#### GIVEN TASK
Write out each of the items below as a numbered list, one item per line with no blank lines between them, and leave the pictures out.

#### MATERIAL PROVIDED
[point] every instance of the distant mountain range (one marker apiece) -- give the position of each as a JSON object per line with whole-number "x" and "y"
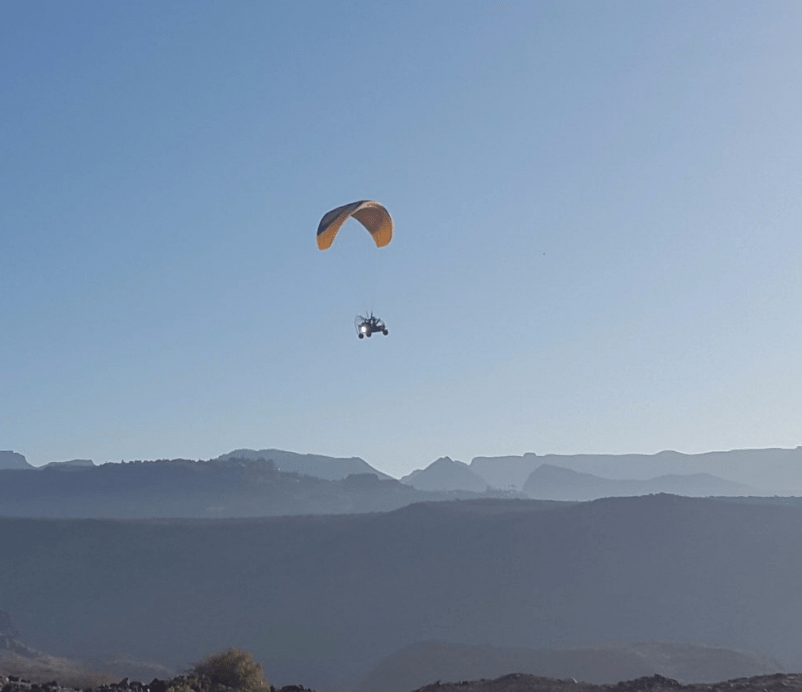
{"x": 419, "y": 664}
{"x": 549, "y": 482}
{"x": 227, "y": 487}
{"x": 326, "y": 599}
{"x": 446, "y": 474}
{"x": 317, "y": 465}
{"x": 13, "y": 460}
{"x": 768, "y": 471}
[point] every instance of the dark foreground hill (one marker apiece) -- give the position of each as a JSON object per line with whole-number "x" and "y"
{"x": 515, "y": 682}
{"x": 323, "y": 599}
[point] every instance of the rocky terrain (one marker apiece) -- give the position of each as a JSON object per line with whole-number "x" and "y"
{"x": 515, "y": 682}
{"x": 656, "y": 683}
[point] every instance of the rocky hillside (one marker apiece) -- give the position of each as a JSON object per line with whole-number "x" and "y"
{"x": 516, "y": 682}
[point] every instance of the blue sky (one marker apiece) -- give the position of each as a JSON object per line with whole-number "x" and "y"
{"x": 598, "y": 228}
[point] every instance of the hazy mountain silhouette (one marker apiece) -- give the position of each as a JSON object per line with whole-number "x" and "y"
{"x": 317, "y": 465}
{"x": 181, "y": 488}
{"x": 770, "y": 471}
{"x": 549, "y": 482}
{"x": 324, "y": 599}
{"x": 446, "y": 474}
{"x": 419, "y": 664}
{"x": 13, "y": 460}
{"x": 72, "y": 463}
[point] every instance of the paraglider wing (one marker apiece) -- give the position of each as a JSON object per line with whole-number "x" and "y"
{"x": 371, "y": 215}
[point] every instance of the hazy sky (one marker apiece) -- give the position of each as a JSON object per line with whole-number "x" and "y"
{"x": 598, "y": 210}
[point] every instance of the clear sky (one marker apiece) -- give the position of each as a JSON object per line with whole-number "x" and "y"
{"x": 598, "y": 228}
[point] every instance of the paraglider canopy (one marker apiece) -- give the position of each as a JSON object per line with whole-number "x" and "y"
{"x": 372, "y": 215}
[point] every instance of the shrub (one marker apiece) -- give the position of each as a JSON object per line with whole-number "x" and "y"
{"x": 232, "y": 669}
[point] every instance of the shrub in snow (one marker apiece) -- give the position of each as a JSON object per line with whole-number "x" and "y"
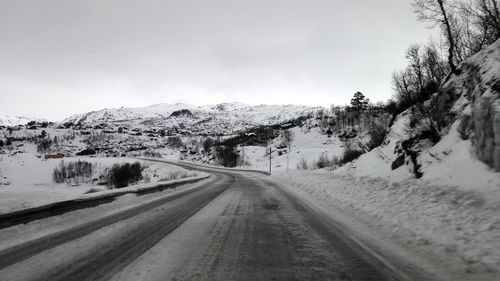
{"x": 302, "y": 164}
{"x": 121, "y": 175}
{"x": 227, "y": 156}
{"x": 350, "y": 153}
{"x": 324, "y": 162}
{"x": 76, "y": 172}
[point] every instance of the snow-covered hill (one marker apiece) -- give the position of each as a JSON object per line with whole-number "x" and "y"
{"x": 221, "y": 118}
{"x": 8, "y": 120}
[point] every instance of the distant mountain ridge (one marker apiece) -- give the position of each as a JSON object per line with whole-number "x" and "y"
{"x": 210, "y": 119}
{"x": 9, "y": 120}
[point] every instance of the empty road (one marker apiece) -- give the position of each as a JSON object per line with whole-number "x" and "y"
{"x": 235, "y": 226}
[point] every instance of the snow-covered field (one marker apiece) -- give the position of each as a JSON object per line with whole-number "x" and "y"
{"x": 26, "y": 180}
{"x": 307, "y": 146}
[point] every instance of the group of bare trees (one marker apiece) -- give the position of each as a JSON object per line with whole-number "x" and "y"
{"x": 466, "y": 26}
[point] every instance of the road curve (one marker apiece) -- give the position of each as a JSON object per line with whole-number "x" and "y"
{"x": 240, "y": 227}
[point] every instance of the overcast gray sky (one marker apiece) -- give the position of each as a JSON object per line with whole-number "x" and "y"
{"x": 61, "y": 57}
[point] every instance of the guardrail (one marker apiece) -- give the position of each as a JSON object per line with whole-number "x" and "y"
{"x": 61, "y": 207}
{"x": 182, "y": 163}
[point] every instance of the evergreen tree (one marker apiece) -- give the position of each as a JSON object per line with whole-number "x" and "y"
{"x": 359, "y": 102}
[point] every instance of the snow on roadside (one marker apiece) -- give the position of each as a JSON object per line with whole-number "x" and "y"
{"x": 27, "y": 180}
{"x": 448, "y": 220}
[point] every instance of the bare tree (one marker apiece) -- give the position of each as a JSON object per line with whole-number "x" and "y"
{"x": 437, "y": 12}
{"x": 287, "y": 137}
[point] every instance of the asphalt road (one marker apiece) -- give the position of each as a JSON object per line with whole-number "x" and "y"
{"x": 239, "y": 226}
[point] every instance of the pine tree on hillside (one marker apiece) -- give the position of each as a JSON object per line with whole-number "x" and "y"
{"x": 359, "y": 102}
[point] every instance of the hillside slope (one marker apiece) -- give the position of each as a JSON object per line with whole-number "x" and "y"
{"x": 223, "y": 118}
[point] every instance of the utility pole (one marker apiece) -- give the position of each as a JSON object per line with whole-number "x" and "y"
{"x": 270, "y": 151}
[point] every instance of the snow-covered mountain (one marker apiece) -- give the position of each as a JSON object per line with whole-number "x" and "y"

#### PROBLEM SOLUTION
1. [point] every instance of the distant mountain range (one marker apiece) -- give the position of each as a JSON object per line with whole-number "x" and "y"
2. {"x": 419, "y": 664}
3. {"x": 549, "y": 482}
4. {"x": 227, "y": 487}
5. {"x": 326, "y": 599}
6. {"x": 446, "y": 474}
7. {"x": 317, "y": 465}
8. {"x": 13, "y": 460}
9. {"x": 768, "y": 471}
10. [point] every instance of the dark foreground hill (one marker apiece) -- give the position of each as a JSON object per line with whole-number "x" and "y"
11. {"x": 515, "y": 682}
12. {"x": 323, "y": 599}
13. [point] every instance of the rocky terrain (one marker apiece) -- give the position of each as a JSON object per line with whole-number "x" and "y"
14. {"x": 515, "y": 682}
15. {"x": 656, "y": 683}
16. [point] every instance of the rocky hillside (one marker apiece) -- give the position of each as a JSON object per line with whole-number "x" and "y"
17. {"x": 516, "y": 682}
18. [point] every instance of the blue sky (one marker apiece) -- give the position of each as a JSON object per line with whole-number "x" and "y"
19. {"x": 598, "y": 228}
20. [point] every instance of the hazy mountain silhouette (one marker apiece) -- give the position of each as a JSON object per line with whole-number "x" and "y"
21. {"x": 317, "y": 465}
22. {"x": 181, "y": 488}
23. {"x": 770, "y": 471}
24. {"x": 549, "y": 482}
25. {"x": 324, "y": 599}
26. {"x": 446, "y": 474}
27. {"x": 419, "y": 664}
28. {"x": 13, "y": 460}
29. {"x": 72, "y": 463}
30. [point] every instance of the paraglider wing (one marker apiece) -- give the position of each as a JSON object per line with whole-number "x" and "y"
31. {"x": 371, "y": 215}
32. [point] every instance of the hazy sky (one marker apiece) -- give the position of each as a JSON object per line with whole-number "x" and "y"
33. {"x": 598, "y": 210}
34. [point] every instance of the clear sky (one marker apiece) -- give the position of each as a JSON object per line with whole-number "x" and "y"
35. {"x": 598, "y": 228}
36. [point] every instance of the paraglider canopy (one marker apiece) -- give the position of each as a JSON object per line with whole-number "x" and "y"
37. {"x": 372, "y": 215}
38. [point] every instance of the shrub (one marker apiece) -- give the position of each as a JSON object per line with whole-number "x" and "y"
39. {"x": 232, "y": 669}
40. [point] every instance of the shrub in snow (one marker apiece) -- give the position of each as a JSON object per line with whole-number "x" and "y"
41. {"x": 302, "y": 164}
42. {"x": 121, "y": 175}
43. {"x": 227, "y": 156}
44. {"x": 350, "y": 153}
45. {"x": 324, "y": 162}
46. {"x": 76, "y": 172}
47. [point] every instance of the snow-covered hill (one marker apiece) -- give the position of each as a JSON object per line with whole-number "x" and "y"
48. {"x": 221, "y": 118}
49. {"x": 8, "y": 120}
50. [point] every instance of the distant mountain ridge (one marker apiece) -- give the position of each as a JSON object per line with whole-number "x" and "y"
51. {"x": 210, "y": 119}
52. {"x": 9, "y": 120}
53. [point] every instance of the empty road (one marker apiece) -- give the position of each as a JSON object per line with whole-number "x" and "y"
54. {"x": 235, "y": 226}
55. [point] every instance of the snow-covered field (one marker apiece) -- give the position of each as a JSON object per line with whole-number "x" and "y"
56. {"x": 26, "y": 180}
57. {"x": 307, "y": 146}
58. [point] every instance of the group of bare trees (one marker apiece) -- give the position of each as a JSON object per line with whole-number "x" and "y"
59. {"x": 466, "y": 26}
60. [point] every instance of the road curve (one marker apiece) -- give the position of each as a JSON object per line with whole-number "x" and "y"
61. {"x": 240, "y": 227}
62. [point] every instance of the overcast gray sky (one marker apiece) -- give the position of each as a JSON object per line with whole-number "x" and "y"
63. {"x": 61, "y": 57}
64. [point] every instance of the guardrail (one marker apiece) -- give the position of each as a JSON object per line with whole-number "x" and "y"
65. {"x": 61, "y": 207}
66. {"x": 182, "y": 163}
67. [point] every instance of the evergreen tree (one marker apiece) -- give the position of each as a JSON object per line with whole-number "x" and "y"
68. {"x": 359, "y": 102}
69. [point] every instance of the snow on roadside (one marker apiece) -- give the position of each as a JSON object per line with whole-number "x" and "y"
70. {"x": 27, "y": 180}
71. {"x": 448, "y": 220}
72. [point] every instance of the bare tree (one marker apiece) -- give the position of each as a JSON object per line with whole-number "x" and "y"
73. {"x": 437, "y": 12}
74. {"x": 287, "y": 137}
75. [point] every instance of the asphalt road (one marker apiece) -- give the position of each as a JSON object per line with whole-number "x" and "y"
76. {"x": 239, "y": 226}
77. [point] every instance of the pine tree on hillside (one marker apiece) -- give the position of each as a JSON object per line with whole-number "x" and "y"
78. {"x": 359, "y": 102}
79. [point] every instance of the hillside slope (one marker apiece) -- give the position of each as a JSON object per line with whole-number "x" and "y"
80. {"x": 223, "y": 118}
81. [point] every instance of the utility pole (one marker apiece) -- give the position of each as a JSON object per line with whole-number "x" and "y"
82. {"x": 270, "y": 151}
83. [point] every instance of the snow-covered mountain (one marker apiece) -- give the position of each as a JSON object per line with whole-number "x" and "y"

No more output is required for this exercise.